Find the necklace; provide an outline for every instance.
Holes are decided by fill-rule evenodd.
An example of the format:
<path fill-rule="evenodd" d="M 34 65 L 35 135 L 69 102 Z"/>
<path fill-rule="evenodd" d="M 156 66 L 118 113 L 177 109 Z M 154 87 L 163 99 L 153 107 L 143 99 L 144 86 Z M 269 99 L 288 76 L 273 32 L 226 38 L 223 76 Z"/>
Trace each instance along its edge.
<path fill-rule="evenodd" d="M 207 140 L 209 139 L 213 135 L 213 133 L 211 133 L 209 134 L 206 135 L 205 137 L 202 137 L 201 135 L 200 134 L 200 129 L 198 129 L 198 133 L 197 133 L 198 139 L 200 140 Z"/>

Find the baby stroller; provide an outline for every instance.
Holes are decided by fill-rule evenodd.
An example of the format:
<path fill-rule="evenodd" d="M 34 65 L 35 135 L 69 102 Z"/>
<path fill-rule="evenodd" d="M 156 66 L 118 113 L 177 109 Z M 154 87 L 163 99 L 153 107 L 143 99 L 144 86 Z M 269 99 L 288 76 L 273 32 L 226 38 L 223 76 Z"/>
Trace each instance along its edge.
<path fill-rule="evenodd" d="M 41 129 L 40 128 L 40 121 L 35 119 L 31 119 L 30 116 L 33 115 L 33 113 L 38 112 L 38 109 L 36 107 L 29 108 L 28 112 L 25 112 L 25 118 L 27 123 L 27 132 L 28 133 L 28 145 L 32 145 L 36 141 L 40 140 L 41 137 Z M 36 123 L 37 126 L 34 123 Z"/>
--
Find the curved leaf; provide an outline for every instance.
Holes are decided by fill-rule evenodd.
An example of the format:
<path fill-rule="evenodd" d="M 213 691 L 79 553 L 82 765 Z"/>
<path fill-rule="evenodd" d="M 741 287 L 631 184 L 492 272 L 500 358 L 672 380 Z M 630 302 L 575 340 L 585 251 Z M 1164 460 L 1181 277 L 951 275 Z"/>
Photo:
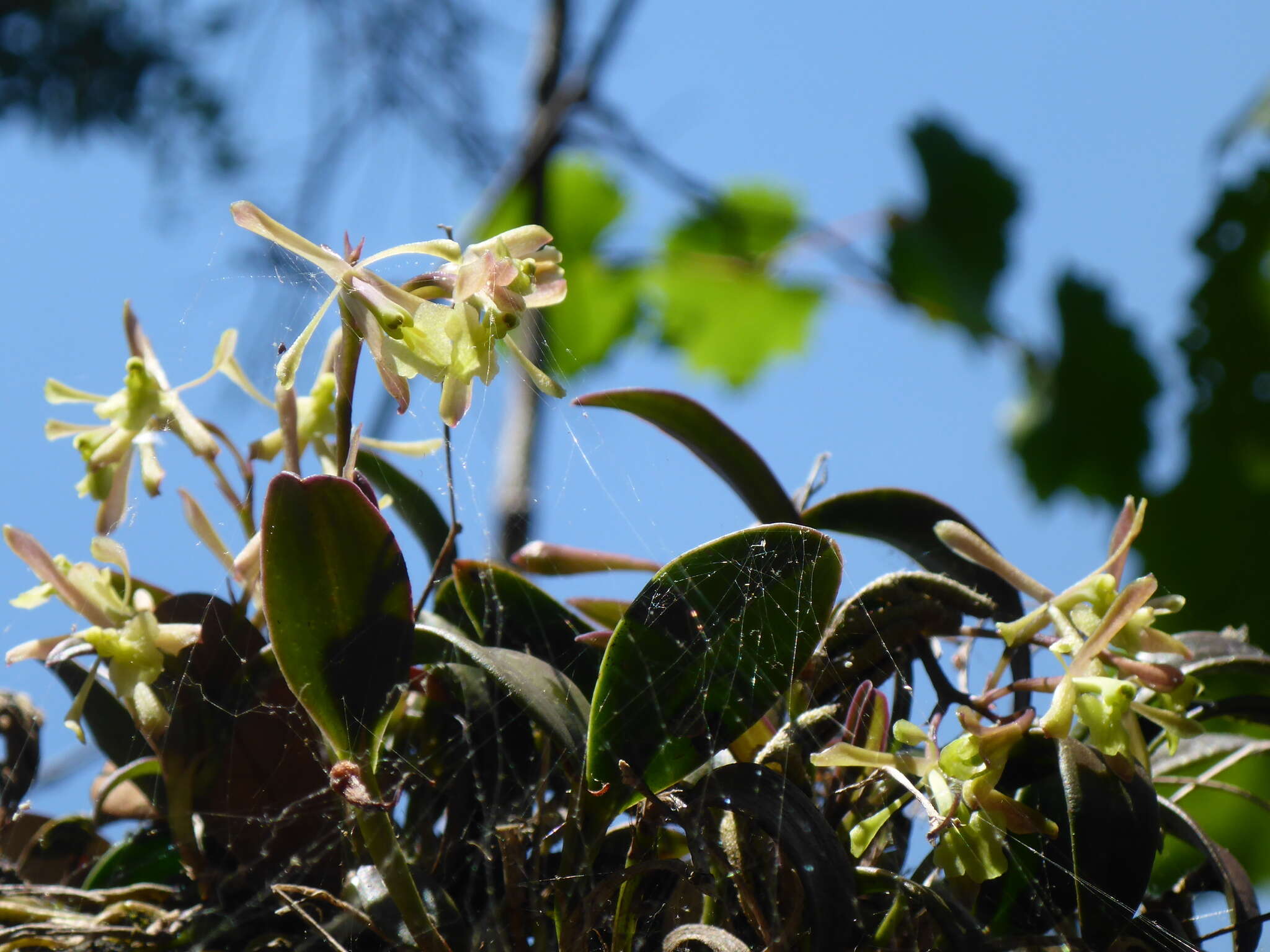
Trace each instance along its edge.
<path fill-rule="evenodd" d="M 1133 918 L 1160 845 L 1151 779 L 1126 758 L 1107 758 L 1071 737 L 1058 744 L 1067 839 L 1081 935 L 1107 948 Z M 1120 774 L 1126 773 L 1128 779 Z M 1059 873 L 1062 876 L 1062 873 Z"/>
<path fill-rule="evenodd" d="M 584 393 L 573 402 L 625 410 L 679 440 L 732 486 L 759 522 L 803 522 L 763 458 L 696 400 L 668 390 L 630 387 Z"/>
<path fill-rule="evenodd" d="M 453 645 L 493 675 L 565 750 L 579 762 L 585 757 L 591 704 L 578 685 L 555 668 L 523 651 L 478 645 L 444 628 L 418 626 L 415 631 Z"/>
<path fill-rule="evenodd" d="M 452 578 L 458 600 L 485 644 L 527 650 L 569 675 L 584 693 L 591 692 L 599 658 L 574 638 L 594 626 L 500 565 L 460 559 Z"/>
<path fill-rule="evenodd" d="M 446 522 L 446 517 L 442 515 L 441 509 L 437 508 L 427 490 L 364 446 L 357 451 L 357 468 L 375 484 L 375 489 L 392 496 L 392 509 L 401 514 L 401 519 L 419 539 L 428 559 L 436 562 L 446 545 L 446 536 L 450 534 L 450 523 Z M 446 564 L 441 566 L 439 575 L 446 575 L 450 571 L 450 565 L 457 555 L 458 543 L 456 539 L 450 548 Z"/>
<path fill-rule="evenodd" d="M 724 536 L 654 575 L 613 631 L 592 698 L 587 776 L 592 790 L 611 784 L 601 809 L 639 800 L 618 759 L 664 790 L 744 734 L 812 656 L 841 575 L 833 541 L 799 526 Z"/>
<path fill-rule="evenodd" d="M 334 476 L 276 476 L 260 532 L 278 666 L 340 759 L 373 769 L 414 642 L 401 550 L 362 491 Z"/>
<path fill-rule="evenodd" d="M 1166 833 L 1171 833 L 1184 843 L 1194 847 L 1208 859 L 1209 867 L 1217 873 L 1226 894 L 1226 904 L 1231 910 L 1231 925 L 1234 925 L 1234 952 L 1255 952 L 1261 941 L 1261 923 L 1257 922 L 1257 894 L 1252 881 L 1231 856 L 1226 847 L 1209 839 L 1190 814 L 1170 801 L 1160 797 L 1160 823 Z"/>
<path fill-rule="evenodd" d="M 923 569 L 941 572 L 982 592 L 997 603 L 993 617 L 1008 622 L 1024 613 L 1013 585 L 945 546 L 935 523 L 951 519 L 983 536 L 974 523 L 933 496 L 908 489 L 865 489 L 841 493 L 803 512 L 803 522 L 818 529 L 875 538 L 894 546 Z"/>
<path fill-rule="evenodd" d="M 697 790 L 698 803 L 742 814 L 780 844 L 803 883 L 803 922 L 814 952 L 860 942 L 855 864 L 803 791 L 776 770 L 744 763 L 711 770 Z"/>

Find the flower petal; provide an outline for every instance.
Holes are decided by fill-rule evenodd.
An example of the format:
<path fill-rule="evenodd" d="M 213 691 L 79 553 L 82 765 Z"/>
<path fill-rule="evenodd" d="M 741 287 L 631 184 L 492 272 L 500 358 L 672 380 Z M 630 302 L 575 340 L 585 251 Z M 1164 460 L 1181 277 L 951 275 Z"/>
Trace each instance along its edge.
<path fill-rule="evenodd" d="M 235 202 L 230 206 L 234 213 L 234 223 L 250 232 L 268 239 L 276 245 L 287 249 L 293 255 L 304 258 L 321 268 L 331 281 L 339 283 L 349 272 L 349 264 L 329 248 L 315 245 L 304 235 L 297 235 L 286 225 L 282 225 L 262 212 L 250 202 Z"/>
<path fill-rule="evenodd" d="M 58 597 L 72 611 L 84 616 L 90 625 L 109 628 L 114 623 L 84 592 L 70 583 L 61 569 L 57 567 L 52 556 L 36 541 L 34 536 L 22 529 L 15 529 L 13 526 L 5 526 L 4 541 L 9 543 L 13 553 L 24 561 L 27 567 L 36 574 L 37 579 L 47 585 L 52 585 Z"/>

What the exercise asks:
Copy out the lines beginning with the one that contains "Find the flower" and going on through the one that contains "58 597 L 72", replacing "outline" with "contour" and leaving everything else unchanged.

Result of this task:
Find the flower petal; provide an contour for every instance.
Holes are decided by fill-rule evenodd.
An example of the format:
<path fill-rule="evenodd" d="M 213 691 L 79 553 L 82 765 Z"/>
<path fill-rule="evenodd" d="M 741 287 L 631 184 L 492 272 L 500 358 L 672 380 Z M 630 302 L 575 340 L 585 251 Z M 1164 460 L 1181 277 L 951 275 Z"/>
Trace each instance along its edge.
<path fill-rule="evenodd" d="M 235 202 L 230 206 L 234 213 L 234 223 L 250 232 L 268 239 L 276 245 L 287 249 L 293 255 L 304 258 L 321 268 L 331 281 L 339 283 L 349 272 L 349 264 L 329 248 L 315 245 L 304 235 L 297 235 L 286 225 L 282 225 L 262 212 L 250 202 Z"/>
<path fill-rule="evenodd" d="M 58 597 L 72 611 L 84 616 L 90 625 L 109 628 L 114 623 L 84 592 L 70 583 L 61 569 L 57 567 L 52 556 L 36 541 L 34 536 L 22 529 L 15 529 L 13 526 L 5 526 L 4 541 L 9 543 L 13 553 L 24 561 L 27 567 L 36 574 L 37 579 L 47 585 L 52 585 Z"/>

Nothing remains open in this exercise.